(READING TEXT)

A review of existing literature highlights the effectiveness of LSTM networks in financial forecasting, the usefulness of statistical methods for anomaly detection, and the growing adoption of OCR and speech technologies in user-centric applications. Compared with conventional finance tools such as Mint, YNAB, Walnut, and Money Manager, FinFusion uniquely combines forecasting, anomaly detection, OCR input, voice commands, and collaborative expense management.
The platform follows a modular full-stack architecture consisting of a React-based frontend, FastAPI backend, machine learning modules, and a SQLAlchemy-SQLite database. Transactions can be entered manually, through receipt scanning, or via voice commands. The analytics layer transforms daily spending records into an 11-feature dataset containing rolling averages, volatility measures, cyclical calendar features, and spending indicators. These engineered features are used by a stacked LSTM model to generate future expenditure forecasts and confidence scores. Simultaneously, anomaly detection algorithms identify unusual spending patterns and generate explainable insights.
Additional modules include adaptive budgeting, OCR-based receipt processing, JWT-secured authentication, interactive dashboards, and a Splitwise-style group expense management system. Group expenses are maintained separately to prevent distortion of personal financial analytics. The platform also integrates cloud storage and notification services for receipt management and alerts.
Conclusion
This paper presented FinFusion, a full-stack AI-powered personal finance management platform that extends beyond the reactive ledger-based approach of traditional finance applications. By integrating LSTM-based expenditure forecasting, adaptive budgeting, anomaly detection, OCR-based receipt parsing, browser-native voice interaction, explainable AI insights, and Splitwise-style collaborative expense management, the system addresses the prediction, diagnostic, interaction, and collaborative dimensions of modern personal finance management within a unified architecture.
The platform was evaluated on a real multi-year dataset containing 12,030 cleaned expense transactions spanning four calendar years. Experimental results demonstrated stable 30-day expenditure forecasting with confidence-based prediction analysis, effective anomaly detection using z-score and Isolation Forest techniques, and reliable OCR-based transaction extraction with an observed confidence score of 81% on real retail receipts. The adaptive budgeting engine successfully generated proactive spending recommendations and category-level budget pressure analysis, while the voice interaction layer enabled lightweight browser-native speech control without external NLP dependencies.
The Splitwise-style collaborative finance module further extended the system by supporting equal, percentage-based, and custom expense splitting with dynamic settlement tracking and repayment optimisation. Importantly, collaborative transactions remained isolated from the personal forecasting and anomaly detection pipelines, preserving the accuracy of individual financial modelling.
Overall, FinFusion demonstrates that intelligent personal finance management can be achieved through the integration of machine learning, explainable analytics, multimodal interaction, and collaborative financial tracking within a scalable full-stack architecture. The proposed system transforms traditional expense tracking into a proactive, interpretable, and user-centric financial assistance platform suitable for real-world deployment.

(End READING TEXT)
(DATA EXTRACTS)

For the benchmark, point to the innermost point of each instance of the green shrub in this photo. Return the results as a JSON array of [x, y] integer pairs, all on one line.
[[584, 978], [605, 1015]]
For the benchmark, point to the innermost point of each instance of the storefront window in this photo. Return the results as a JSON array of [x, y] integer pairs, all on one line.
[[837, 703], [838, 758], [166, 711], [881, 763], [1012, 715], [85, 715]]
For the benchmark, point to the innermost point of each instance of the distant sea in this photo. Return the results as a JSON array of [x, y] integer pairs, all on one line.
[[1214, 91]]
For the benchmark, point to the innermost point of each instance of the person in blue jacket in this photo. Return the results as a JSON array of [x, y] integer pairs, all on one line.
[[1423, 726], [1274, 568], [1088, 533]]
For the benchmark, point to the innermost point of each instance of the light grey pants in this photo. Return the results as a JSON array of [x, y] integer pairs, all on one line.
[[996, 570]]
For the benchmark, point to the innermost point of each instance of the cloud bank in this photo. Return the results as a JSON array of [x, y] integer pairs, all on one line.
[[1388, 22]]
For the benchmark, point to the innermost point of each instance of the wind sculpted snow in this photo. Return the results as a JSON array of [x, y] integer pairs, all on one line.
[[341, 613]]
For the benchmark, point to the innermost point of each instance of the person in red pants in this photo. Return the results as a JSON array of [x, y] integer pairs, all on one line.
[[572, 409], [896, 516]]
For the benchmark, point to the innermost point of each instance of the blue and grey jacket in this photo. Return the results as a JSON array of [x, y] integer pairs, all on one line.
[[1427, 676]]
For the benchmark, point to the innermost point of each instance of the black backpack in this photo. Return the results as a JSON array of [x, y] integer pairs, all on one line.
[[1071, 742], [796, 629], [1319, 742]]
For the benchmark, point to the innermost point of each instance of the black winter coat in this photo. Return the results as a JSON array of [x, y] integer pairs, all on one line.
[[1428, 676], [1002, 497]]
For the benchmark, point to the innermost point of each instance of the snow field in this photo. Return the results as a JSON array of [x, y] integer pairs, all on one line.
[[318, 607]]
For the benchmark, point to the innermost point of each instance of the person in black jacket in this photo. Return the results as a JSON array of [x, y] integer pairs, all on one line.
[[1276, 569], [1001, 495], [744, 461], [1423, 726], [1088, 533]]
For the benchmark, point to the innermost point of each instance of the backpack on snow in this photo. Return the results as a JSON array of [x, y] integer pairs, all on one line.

(End DATA EXTRACTS)

Please list every conventional finance tool that the FinFusion text above compares the platform with.

TASK ANSWER: Mint, YNAB, Walnut, Money Manager